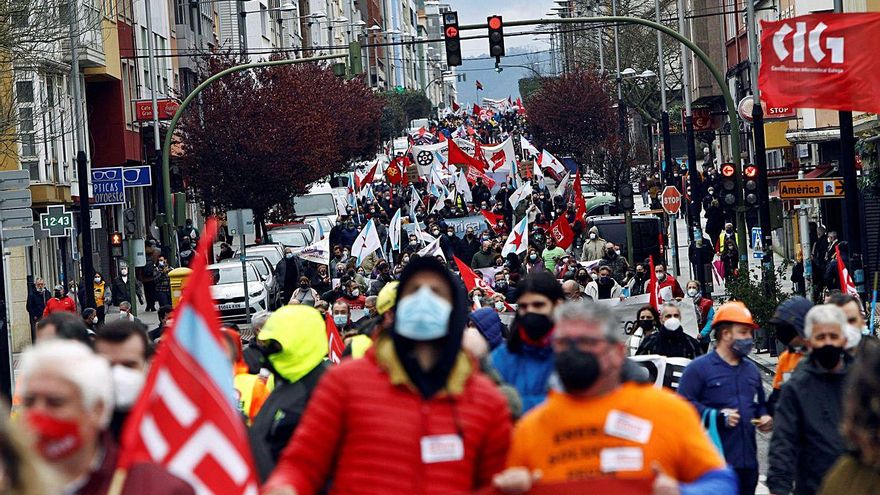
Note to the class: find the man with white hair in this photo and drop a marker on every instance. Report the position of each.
(67, 400)
(807, 441)
(599, 426)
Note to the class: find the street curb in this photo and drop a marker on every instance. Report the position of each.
(763, 367)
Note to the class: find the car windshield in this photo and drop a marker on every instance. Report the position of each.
(314, 205)
(294, 238)
(231, 274)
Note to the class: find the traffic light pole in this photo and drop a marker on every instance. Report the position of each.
(716, 73)
(172, 125)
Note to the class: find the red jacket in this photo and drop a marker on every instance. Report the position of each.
(64, 304)
(364, 432)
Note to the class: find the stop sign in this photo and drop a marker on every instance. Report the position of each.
(671, 200)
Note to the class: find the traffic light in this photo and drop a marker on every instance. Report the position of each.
(751, 185)
(129, 219)
(625, 197)
(116, 244)
(496, 36)
(728, 185)
(452, 38)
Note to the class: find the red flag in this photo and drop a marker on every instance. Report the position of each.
(492, 219)
(846, 284)
(458, 157)
(804, 64)
(472, 280)
(562, 233)
(335, 345)
(185, 419)
(580, 204)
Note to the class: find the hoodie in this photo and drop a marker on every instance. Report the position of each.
(298, 364)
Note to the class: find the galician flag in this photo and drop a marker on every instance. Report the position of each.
(366, 242)
(394, 231)
(518, 240)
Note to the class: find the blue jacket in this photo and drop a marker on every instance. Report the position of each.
(709, 382)
(529, 372)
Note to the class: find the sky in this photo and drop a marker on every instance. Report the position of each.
(476, 11)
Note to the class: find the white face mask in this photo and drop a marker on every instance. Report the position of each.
(127, 385)
(672, 324)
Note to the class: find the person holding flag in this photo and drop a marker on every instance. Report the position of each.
(368, 416)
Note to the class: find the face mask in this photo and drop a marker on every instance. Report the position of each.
(743, 347)
(56, 439)
(127, 386)
(827, 356)
(853, 337)
(422, 316)
(535, 326)
(577, 370)
(672, 324)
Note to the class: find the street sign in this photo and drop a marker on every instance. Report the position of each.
(56, 221)
(18, 237)
(240, 222)
(14, 179)
(830, 188)
(20, 198)
(671, 200)
(137, 176)
(108, 186)
(17, 218)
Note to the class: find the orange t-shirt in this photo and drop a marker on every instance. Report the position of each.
(788, 361)
(619, 435)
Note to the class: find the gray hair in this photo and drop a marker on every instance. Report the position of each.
(824, 314)
(589, 312)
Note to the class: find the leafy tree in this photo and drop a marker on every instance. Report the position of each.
(256, 138)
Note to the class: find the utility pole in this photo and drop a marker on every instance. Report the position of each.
(695, 233)
(852, 212)
(82, 162)
(760, 152)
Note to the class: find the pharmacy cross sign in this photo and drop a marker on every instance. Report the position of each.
(56, 221)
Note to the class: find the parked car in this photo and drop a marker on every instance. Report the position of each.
(647, 235)
(228, 291)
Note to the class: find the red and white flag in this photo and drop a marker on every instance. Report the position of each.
(186, 418)
(821, 61)
(846, 284)
(335, 345)
(562, 233)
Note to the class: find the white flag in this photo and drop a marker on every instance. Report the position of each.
(394, 231)
(518, 240)
(366, 243)
(520, 194)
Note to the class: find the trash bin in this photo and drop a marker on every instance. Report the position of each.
(178, 278)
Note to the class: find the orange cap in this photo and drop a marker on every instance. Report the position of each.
(734, 312)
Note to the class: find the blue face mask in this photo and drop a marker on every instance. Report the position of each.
(422, 315)
(743, 347)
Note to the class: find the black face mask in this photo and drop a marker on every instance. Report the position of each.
(827, 356)
(578, 370)
(536, 326)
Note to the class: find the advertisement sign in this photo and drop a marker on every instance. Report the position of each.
(108, 186)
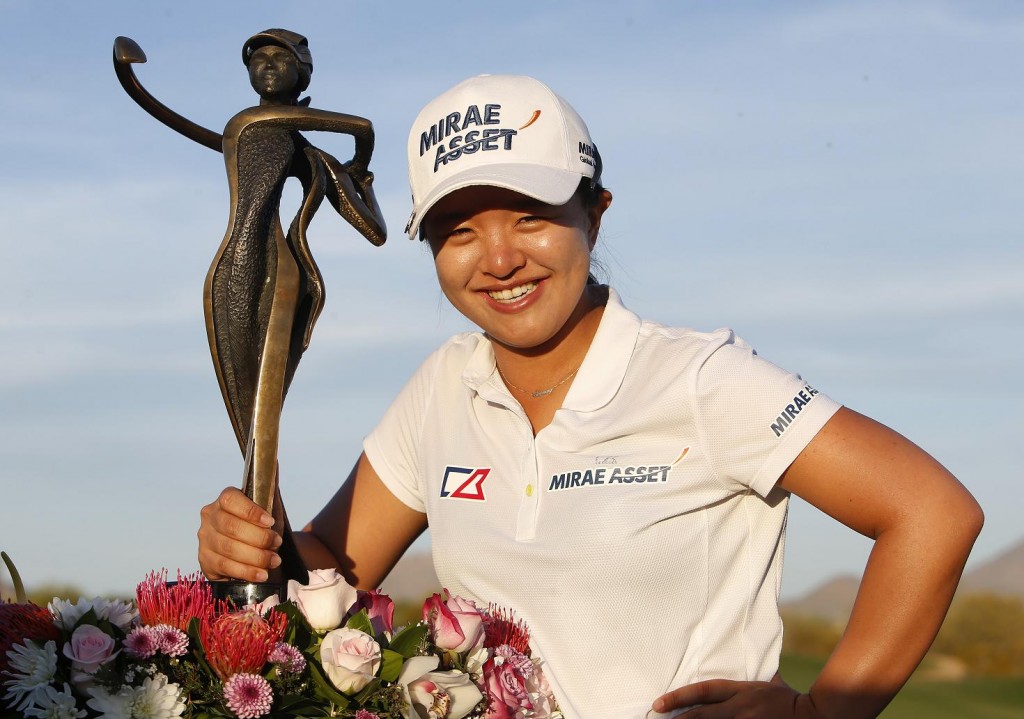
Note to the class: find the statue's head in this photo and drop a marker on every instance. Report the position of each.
(288, 50)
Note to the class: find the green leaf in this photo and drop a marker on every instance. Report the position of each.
(390, 665)
(360, 621)
(368, 691)
(19, 595)
(325, 688)
(407, 642)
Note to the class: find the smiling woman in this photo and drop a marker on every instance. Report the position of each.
(572, 460)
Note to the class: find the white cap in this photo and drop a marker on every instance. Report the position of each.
(502, 130)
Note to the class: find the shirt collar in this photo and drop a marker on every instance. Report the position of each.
(599, 377)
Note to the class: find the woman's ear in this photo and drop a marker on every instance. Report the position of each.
(595, 212)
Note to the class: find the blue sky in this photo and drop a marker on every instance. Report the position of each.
(840, 182)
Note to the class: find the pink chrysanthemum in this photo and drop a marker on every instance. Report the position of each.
(172, 641)
(287, 658)
(142, 642)
(175, 604)
(249, 695)
(522, 664)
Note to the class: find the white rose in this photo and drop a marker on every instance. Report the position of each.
(350, 658)
(324, 601)
(452, 694)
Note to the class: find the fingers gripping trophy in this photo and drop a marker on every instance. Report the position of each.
(263, 291)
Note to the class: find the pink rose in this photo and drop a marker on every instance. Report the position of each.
(440, 694)
(324, 601)
(350, 658)
(89, 647)
(455, 624)
(380, 608)
(505, 679)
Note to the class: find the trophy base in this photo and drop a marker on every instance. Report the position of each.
(245, 593)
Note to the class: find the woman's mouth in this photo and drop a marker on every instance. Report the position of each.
(513, 293)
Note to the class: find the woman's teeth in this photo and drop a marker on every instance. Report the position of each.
(513, 293)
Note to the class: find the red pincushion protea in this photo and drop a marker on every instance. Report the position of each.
(501, 627)
(241, 641)
(22, 622)
(175, 604)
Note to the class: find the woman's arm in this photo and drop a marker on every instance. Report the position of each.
(363, 532)
(924, 523)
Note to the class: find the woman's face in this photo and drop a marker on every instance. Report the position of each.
(273, 73)
(513, 265)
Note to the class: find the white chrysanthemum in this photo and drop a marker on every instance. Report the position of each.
(54, 704)
(157, 700)
(69, 612)
(122, 615)
(32, 670)
(110, 706)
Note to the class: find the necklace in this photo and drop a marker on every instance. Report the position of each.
(539, 392)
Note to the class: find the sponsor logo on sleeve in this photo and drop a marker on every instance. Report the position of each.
(790, 412)
(464, 482)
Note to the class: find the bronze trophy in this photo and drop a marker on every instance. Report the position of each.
(263, 291)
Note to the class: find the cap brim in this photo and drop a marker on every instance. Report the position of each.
(550, 185)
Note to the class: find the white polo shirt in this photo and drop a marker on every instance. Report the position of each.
(640, 534)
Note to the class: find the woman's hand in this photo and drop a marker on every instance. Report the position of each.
(724, 699)
(237, 539)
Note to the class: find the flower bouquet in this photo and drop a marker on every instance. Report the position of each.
(328, 650)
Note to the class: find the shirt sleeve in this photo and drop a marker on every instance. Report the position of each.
(393, 446)
(755, 418)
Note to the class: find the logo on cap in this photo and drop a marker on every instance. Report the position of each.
(454, 138)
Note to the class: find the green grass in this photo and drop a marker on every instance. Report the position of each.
(969, 699)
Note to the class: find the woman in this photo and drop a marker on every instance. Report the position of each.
(622, 484)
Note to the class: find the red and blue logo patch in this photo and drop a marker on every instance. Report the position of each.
(464, 482)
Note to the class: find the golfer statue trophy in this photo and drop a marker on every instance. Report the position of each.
(263, 291)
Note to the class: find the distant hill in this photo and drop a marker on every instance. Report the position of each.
(1003, 575)
(833, 600)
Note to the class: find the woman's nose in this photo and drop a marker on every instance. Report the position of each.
(503, 255)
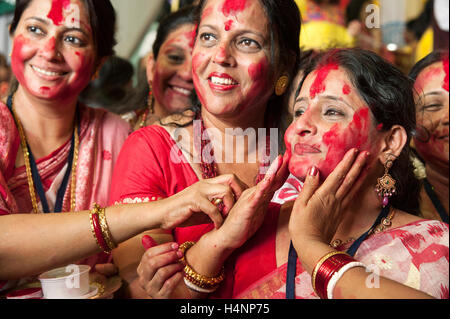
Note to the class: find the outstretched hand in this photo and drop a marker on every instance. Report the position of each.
(317, 211)
(248, 213)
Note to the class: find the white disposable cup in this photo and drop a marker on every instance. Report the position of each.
(69, 282)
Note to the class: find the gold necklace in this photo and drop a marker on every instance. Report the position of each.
(385, 224)
(26, 155)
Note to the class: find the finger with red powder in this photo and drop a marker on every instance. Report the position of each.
(148, 242)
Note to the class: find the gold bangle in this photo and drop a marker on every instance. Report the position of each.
(321, 261)
(104, 227)
(192, 276)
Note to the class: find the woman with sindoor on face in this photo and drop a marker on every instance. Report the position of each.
(431, 142)
(241, 69)
(169, 68)
(353, 226)
(57, 155)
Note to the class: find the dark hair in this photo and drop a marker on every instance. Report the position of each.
(285, 24)
(170, 23)
(102, 20)
(389, 95)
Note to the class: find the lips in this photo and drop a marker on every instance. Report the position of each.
(48, 73)
(222, 81)
(301, 149)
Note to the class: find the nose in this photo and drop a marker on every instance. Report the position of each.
(50, 50)
(305, 126)
(185, 71)
(223, 56)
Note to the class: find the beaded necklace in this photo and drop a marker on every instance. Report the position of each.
(30, 166)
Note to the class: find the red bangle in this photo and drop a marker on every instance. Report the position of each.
(326, 271)
(95, 223)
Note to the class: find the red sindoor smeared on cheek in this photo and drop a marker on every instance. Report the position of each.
(258, 72)
(232, 7)
(18, 56)
(445, 86)
(228, 25)
(56, 13)
(319, 83)
(340, 140)
(197, 61)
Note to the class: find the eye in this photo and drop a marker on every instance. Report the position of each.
(332, 112)
(176, 58)
(432, 107)
(208, 39)
(35, 30)
(73, 40)
(298, 113)
(249, 45)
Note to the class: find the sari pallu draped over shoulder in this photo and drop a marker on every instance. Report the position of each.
(101, 137)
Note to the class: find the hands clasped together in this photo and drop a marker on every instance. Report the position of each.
(160, 271)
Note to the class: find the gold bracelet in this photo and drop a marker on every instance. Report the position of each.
(321, 261)
(97, 232)
(104, 227)
(197, 279)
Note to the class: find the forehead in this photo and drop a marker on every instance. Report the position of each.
(331, 80)
(247, 14)
(180, 35)
(68, 13)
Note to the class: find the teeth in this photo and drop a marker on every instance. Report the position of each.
(48, 73)
(222, 81)
(181, 90)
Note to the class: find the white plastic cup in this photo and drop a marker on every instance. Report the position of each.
(69, 282)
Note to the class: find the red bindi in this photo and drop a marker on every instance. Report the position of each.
(232, 7)
(346, 89)
(319, 83)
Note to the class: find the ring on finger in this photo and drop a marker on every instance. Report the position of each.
(217, 201)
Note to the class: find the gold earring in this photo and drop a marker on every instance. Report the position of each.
(282, 84)
(386, 184)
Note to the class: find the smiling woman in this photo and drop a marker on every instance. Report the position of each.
(53, 150)
(241, 68)
(169, 68)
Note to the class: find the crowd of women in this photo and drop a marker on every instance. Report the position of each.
(339, 168)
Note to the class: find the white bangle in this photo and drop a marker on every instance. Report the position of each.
(196, 288)
(337, 275)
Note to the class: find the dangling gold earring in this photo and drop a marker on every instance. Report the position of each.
(282, 84)
(386, 184)
(150, 107)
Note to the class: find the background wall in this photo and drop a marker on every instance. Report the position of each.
(134, 18)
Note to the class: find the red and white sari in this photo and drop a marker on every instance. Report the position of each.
(102, 135)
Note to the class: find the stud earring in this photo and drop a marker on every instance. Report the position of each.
(281, 86)
(386, 184)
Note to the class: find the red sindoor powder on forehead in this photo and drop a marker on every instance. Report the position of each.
(232, 7)
(445, 86)
(319, 86)
(56, 13)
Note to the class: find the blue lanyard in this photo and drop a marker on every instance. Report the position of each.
(292, 261)
(37, 178)
(436, 202)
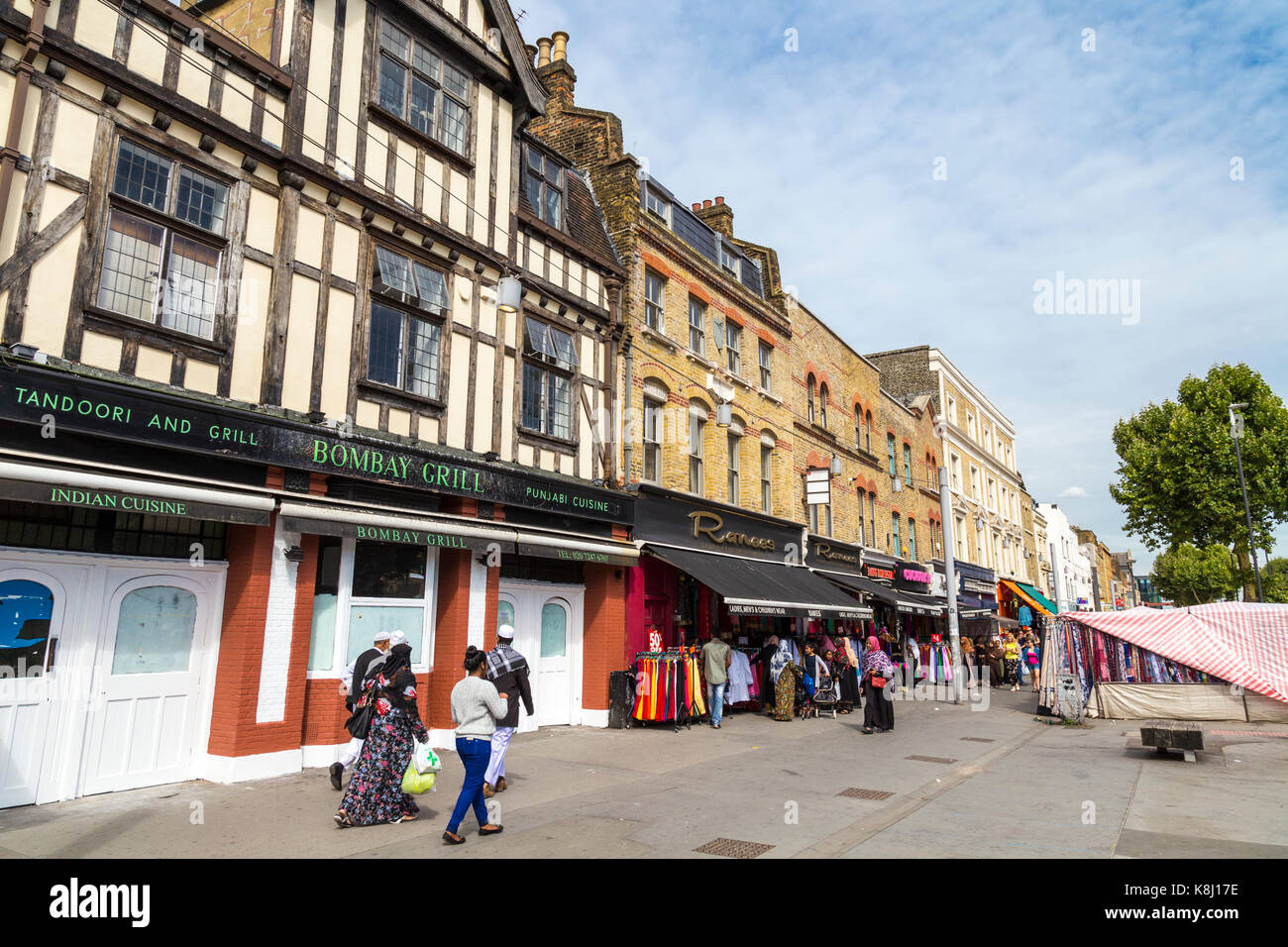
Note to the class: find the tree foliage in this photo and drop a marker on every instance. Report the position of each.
(1177, 474)
(1274, 579)
(1192, 577)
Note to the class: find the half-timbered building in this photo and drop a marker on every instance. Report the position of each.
(304, 338)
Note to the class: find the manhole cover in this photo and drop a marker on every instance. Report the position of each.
(733, 848)
(864, 793)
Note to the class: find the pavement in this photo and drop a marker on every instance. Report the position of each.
(990, 784)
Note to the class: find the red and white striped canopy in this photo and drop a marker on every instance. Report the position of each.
(1241, 642)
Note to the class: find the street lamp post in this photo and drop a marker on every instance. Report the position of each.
(1236, 432)
(945, 513)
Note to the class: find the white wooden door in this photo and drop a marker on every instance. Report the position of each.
(554, 669)
(33, 630)
(548, 633)
(149, 682)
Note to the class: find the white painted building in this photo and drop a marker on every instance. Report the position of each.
(1070, 566)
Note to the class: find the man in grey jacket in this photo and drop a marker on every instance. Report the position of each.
(507, 669)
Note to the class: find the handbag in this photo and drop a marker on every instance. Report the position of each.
(415, 784)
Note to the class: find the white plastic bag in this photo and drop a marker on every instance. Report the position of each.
(424, 759)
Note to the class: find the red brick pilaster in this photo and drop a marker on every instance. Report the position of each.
(603, 633)
(233, 731)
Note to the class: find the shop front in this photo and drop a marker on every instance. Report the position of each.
(707, 569)
(181, 582)
(977, 602)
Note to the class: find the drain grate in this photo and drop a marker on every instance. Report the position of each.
(733, 848)
(864, 793)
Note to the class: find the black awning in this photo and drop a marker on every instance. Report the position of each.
(900, 599)
(754, 586)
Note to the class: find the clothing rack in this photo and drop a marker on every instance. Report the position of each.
(669, 686)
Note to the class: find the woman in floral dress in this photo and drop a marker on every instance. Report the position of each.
(375, 789)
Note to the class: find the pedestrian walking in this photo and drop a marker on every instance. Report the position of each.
(356, 672)
(877, 669)
(765, 659)
(967, 661)
(848, 676)
(1034, 661)
(996, 672)
(1012, 656)
(716, 657)
(375, 791)
(476, 707)
(787, 676)
(507, 671)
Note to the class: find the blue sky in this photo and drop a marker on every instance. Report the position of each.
(1113, 163)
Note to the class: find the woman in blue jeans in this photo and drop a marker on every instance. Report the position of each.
(476, 709)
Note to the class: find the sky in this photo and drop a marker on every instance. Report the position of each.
(921, 167)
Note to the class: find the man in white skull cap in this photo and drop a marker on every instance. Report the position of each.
(351, 688)
(507, 669)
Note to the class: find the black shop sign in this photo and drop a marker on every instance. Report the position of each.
(681, 521)
(835, 557)
(95, 407)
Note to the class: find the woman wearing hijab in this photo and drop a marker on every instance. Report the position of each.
(786, 676)
(375, 789)
(848, 674)
(995, 663)
(767, 676)
(879, 710)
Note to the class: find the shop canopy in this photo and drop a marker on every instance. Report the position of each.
(1035, 599)
(906, 602)
(755, 586)
(1240, 642)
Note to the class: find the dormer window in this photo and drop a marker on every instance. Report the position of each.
(544, 183)
(728, 262)
(657, 205)
(423, 89)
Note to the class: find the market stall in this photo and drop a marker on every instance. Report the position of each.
(1222, 661)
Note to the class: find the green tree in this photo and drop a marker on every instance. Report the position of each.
(1177, 474)
(1192, 577)
(1274, 579)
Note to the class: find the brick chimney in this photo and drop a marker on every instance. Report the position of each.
(554, 71)
(717, 215)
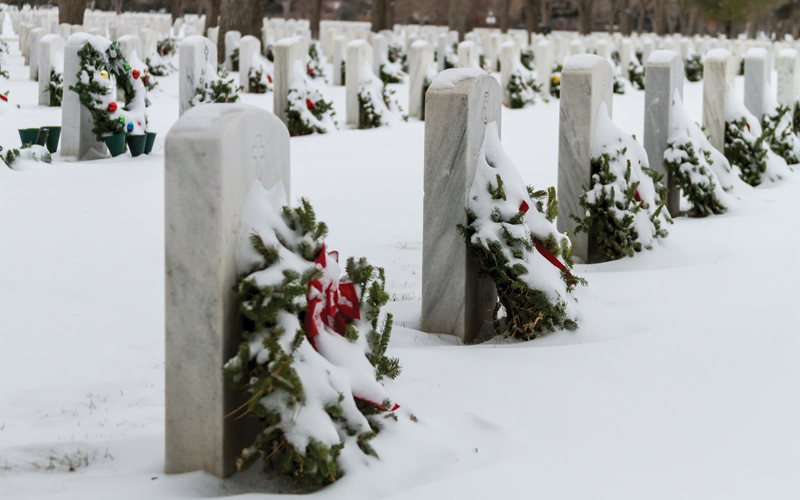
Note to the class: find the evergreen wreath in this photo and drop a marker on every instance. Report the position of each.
(55, 88)
(307, 414)
(611, 207)
(532, 293)
(778, 130)
(619, 86)
(307, 112)
(745, 150)
(555, 81)
(694, 68)
(636, 75)
(693, 175)
(219, 89)
(108, 63)
(166, 47)
(527, 59)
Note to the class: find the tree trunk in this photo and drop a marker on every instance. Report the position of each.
(244, 16)
(71, 11)
(378, 15)
(212, 14)
(177, 10)
(316, 9)
(502, 14)
(585, 16)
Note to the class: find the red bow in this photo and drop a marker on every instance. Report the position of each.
(547, 254)
(337, 301)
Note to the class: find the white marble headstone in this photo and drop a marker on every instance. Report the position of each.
(214, 155)
(586, 83)
(454, 300)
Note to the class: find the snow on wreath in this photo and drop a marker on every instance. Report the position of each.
(312, 362)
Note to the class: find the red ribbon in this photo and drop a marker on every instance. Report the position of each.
(547, 254)
(339, 302)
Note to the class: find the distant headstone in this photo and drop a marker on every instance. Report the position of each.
(214, 155)
(197, 57)
(420, 60)
(288, 51)
(454, 300)
(359, 52)
(718, 77)
(586, 83)
(51, 57)
(663, 76)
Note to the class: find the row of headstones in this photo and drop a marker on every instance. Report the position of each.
(239, 145)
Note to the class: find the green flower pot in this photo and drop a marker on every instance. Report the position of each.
(148, 145)
(115, 143)
(42, 139)
(52, 138)
(29, 135)
(136, 144)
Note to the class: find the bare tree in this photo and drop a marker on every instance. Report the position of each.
(378, 15)
(244, 16)
(71, 11)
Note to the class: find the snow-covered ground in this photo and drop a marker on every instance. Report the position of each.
(682, 381)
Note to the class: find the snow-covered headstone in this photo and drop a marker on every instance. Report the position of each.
(459, 105)
(420, 60)
(359, 52)
(197, 57)
(35, 35)
(468, 55)
(544, 64)
(249, 52)
(231, 43)
(718, 77)
(339, 53)
(214, 154)
(586, 83)
(788, 65)
(663, 76)
(756, 81)
(77, 137)
(287, 52)
(51, 57)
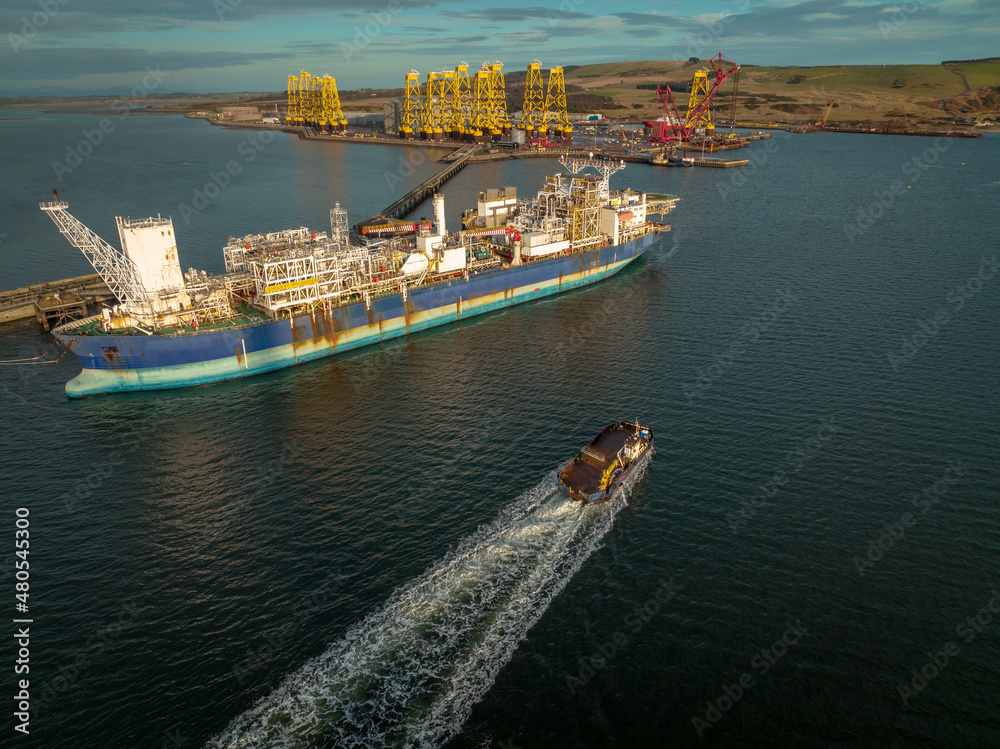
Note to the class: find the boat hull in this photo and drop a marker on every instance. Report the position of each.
(633, 468)
(156, 362)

------------------------

== TASK INSTRUCTIONS ==
With pictures omitted, copy exactly the lines from the one containing "Note to the class: find the bare" through the final line of the listing, both included.

== SOLVED EXERCISE ==
Note to the class: find the bare tree in this photo and drop a marker on every instance. Report the position of each.
(378, 15)
(244, 16)
(71, 11)
Note to the class: find the snow-covered ground in this photo and drop a marker on every instance. Report the position of each.
(682, 381)
Note to the class: find the snow-covered headstone in this photo and drop a marker on every instance. Report the position of each.
(459, 105)
(420, 60)
(359, 52)
(197, 57)
(35, 35)
(468, 55)
(544, 64)
(249, 52)
(231, 43)
(718, 77)
(339, 53)
(214, 154)
(586, 83)
(788, 65)
(663, 76)
(756, 81)
(77, 137)
(287, 52)
(51, 57)
Note to the class: find the boat hull in this photo and drop a marker on every instance. Report the position of each.
(633, 468)
(156, 362)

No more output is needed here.